- _INSTRUCTIONS TO FOLLOW_
Leave out the pictures and repeat everything else in the records exactly.

# Start of SOURCE DATA

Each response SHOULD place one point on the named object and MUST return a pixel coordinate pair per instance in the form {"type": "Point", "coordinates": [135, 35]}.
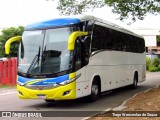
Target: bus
{"type": "Point", "coordinates": [73, 57]}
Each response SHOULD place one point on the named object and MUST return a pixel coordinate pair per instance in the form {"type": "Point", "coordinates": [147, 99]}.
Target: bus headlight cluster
{"type": "Point", "coordinates": [21, 84]}
{"type": "Point", "coordinates": [70, 80]}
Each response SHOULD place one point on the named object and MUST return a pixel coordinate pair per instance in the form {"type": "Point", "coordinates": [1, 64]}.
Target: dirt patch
{"type": "Point", "coordinates": [140, 103]}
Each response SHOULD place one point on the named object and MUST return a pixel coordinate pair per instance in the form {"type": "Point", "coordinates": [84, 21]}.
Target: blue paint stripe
{"type": "Point", "coordinates": [53, 23]}
{"type": "Point", "coordinates": [48, 81]}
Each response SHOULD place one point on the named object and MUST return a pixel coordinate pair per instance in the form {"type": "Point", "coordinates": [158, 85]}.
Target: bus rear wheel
{"type": "Point", "coordinates": [94, 91]}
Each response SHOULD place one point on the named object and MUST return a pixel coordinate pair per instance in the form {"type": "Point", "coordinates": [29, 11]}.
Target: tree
{"type": "Point", "coordinates": [133, 9]}
{"type": "Point", "coordinates": [7, 34]}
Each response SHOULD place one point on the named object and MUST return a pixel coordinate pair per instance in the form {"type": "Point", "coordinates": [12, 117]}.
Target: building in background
{"type": "Point", "coordinates": [152, 50]}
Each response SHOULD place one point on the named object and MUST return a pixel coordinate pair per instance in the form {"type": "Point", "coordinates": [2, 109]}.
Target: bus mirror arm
{"type": "Point", "coordinates": [9, 42]}
{"type": "Point", "coordinates": [73, 37]}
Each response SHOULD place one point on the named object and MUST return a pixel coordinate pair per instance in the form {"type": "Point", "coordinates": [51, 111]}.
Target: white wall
{"type": "Point", "coordinates": [148, 34]}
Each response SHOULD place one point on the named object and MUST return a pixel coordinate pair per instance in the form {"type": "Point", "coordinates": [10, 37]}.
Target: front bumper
{"type": "Point", "coordinates": [59, 93]}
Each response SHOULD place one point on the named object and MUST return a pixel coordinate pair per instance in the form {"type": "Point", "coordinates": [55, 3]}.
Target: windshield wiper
{"type": "Point", "coordinates": [35, 60]}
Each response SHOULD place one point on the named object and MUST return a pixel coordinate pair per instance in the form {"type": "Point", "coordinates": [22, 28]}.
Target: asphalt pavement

# End of SOURCE DATA

- _SOLUTION TO THIS TASK_
Each response SHOULD place one point on the named object and MUST return a pixel coordinate pair per instance in the form {"type": "Point", "coordinates": [135, 35]}.
Target: bus
{"type": "Point", "coordinates": [73, 57]}
Each response SHOULD place one point on the named object and MUST return a pixel coordinate pair per instance in the form {"type": "Point", "coordinates": [147, 99]}.
Target: bus headlight cluster
{"type": "Point", "coordinates": [21, 84]}
{"type": "Point", "coordinates": [70, 80]}
Each response SHOULD place one point on the named object and MUST return a pixel coordinate pair per instance in the form {"type": "Point", "coordinates": [1, 64]}.
Target: dirt patch
{"type": "Point", "coordinates": [140, 103]}
Each response SHOULD place one point on the named object and MUST return a pixel coordinate pair per instance in the form {"type": "Point", "coordinates": [84, 21]}.
Target: blue paint stripe
{"type": "Point", "coordinates": [53, 23]}
{"type": "Point", "coordinates": [48, 81]}
Each response SHOULD place one point on the named object and MUST return a pixel coordinate pair per instance in the form {"type": "Point", "coordinates": [158, 85]}.
Target: bus rear wheel
{"type": "Point", "coordinates": [94, 91]}
Each response SHOULD place one point on the named object and MUST return a pixel coordinate pair per instance in the form {"type": "Point", "coordinates": [29, 11]}.
Target: tree
{"type": "Point", "coordinates": [133, 9]}
{"type": "Point", "coordinates": [7, 34]}
Each response SHOULD place one point on the named object and MUST return a pixel coordinate pair per instance in the form {"type": "Point", "coordinates": [12, 117]}.
Target: building in background
{"type": "Point", "coordinates": [152, 50]}
Each response SHOULD place one point on the named object and MUST return a pixel coordinate pair per instance in the form {"type": "Point", "coordinates": [2, 109]}.
Target: bus mirror arm
{"type": "Point", "coordinates": [9, 42]}
{"type": "Point", "coordinates": [73, 37]}
Each response SHOULD place one point on the named object and MUST return a pixel coordinate pair per instance in the form {"type": "Point", "coordinates": [51, 111]}.
Target: white wall
{"type": "Point", "coordinates": [148, 34]}
Each response SHOULD place one point on the named object and MUST return a pixel coordinate pair per instance in the form {"type": "Point", "coordinates": [10, 37]}.
Target: front bumper
{"type": "Point", "coordinates": [59, 93]}
Each response SHOULD place one point on the named object and MUST return a pixel coordinate pair per instance in the form {"type": "Point", "coordinates": [55, 3]}.
Target: windshield wiper
{"type": "Point", "coordinates": [35, 60]}
Each response SHOULD place one point on the named object and MUST return a pixel coordinate pair per instance in the form {"type": "Point", "coordinates": [22, 28]}.
Target: asphalt pavement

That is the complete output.